___ MATERIAL ___

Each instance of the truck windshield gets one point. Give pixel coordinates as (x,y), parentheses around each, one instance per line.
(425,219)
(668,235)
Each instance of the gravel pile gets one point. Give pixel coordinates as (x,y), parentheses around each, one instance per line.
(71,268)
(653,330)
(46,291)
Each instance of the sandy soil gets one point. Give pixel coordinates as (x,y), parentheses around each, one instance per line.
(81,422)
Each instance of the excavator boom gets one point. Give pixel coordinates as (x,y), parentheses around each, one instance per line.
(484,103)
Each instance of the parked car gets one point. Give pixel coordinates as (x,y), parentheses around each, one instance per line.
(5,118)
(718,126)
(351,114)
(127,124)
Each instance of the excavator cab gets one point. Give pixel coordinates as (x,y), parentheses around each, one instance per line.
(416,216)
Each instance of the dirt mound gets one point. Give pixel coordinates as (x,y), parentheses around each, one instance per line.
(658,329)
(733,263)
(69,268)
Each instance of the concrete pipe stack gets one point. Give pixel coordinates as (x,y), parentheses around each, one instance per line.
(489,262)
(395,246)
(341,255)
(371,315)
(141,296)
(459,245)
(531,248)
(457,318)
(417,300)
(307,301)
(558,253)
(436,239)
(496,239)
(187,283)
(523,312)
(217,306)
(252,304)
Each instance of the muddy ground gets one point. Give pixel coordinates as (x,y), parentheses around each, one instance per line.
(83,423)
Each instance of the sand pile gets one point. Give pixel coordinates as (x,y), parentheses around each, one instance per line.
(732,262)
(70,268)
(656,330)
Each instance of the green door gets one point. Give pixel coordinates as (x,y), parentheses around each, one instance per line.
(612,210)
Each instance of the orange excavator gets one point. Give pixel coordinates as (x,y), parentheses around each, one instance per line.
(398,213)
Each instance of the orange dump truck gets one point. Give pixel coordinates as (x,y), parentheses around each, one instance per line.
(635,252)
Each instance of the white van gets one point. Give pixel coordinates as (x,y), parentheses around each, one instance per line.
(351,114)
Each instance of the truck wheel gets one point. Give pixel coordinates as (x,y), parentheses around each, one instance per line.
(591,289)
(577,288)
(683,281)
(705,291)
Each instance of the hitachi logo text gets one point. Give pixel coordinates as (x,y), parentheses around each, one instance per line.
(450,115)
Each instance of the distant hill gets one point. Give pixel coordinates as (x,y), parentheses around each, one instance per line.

___

■ YOUR TASK:
Rewrite the records above with every "one point" swapped for "a single point", changing nothing else.

■ SOLUTION TO THIS TASK:
Each instance of the truck windshield gets a single point. Give pixel coordinates as (x,y), parentheses around each, one instance per line.
(425,219)
(668,235)
Each instance of the gravel pile gets a single point. Give pixel coordinates as (x,y), parentheses around each, one instance per line.
(71,268)
(653,330)
(46,291)
Each instance of the sandy soil gets a single point. Give pixel coordinates as (x,y), parentheses around each, one instance per line.
(81,422)
Each instance of the excavator boom gets a single point. Give pixel coordinates as (x,y), parentheses around each, one instance per line.
(484,103)
Each instance of the parked car gets a single point. Give pixel coordinates as (x,y), parentheses around each, one instance per line.
(5,118)
(718,126)
(351,114)
(127,124)
Each instance of the excavator cab gets a single point. Give pixel coordinates as (x,y), parentheses around each, one instance per line.
(416,216)
Each instance of the dirt mound gets a single point. Give pixel coordinates as (x,y), parentheses around each, one instance per line.
(658,329)
(733,263)
(69,268)
Each instance of the concrete pipe stack gets a single point. Give pixel coordinates as (x,y), parentheses around each, one instance per line.
(489,262)
(395,246)
(341,255)
(371,315)
(141,296)
(459,245)
(531,248)
(457,318)
(417,300)
(307,301)
(558,253)
(436,239)
(496,239)
(187,283)
(523,312)
(217,306)
(252,304)
Each instance of the muddy ground gets a single point. Give pixel coordinates as (x,y), parentheses around each, one instance per line.
(83,423)
Each instance of the sand pile gets a single point. Give pixel coordinates as (x,y), parentheses around each, one instance per line.
(732,262)
(70,268)
(656,330)
Each instance of the green door gets a single point. Give pixel coordinates as (x,y), parentheses around each, one instance per line.
(612,210)
Each instance of the orange excavator gets a single point. Give pixel coordinates as (x,y), parentheses around each, one instance per line.
(398,213)
Each instance of the orange dump truck gets a single point. Give pixel coordinates as (x,y), parentheses around each, one instance per line.
(635,252)
Each instance of the white van gets a single point. Give pixel coordinates as (x,y), parentheses around each, one instance per line.
(351,114)
Each instance of the truck wheel gets a single point. Give pixel coordinates as (x,y), parentheses around each, one instance per line.
(591,289)
(577,288)
(683,281)
(705,291)
Each instance of the hitachi logo text gets a single point. Give pixel coordinates as (x,y), parentheses around each, one instance per line.
(450,115)
Each instance of the distant hill gets a single point. Give pixel coordinates as (x,y), parentheses around each, one instance per line.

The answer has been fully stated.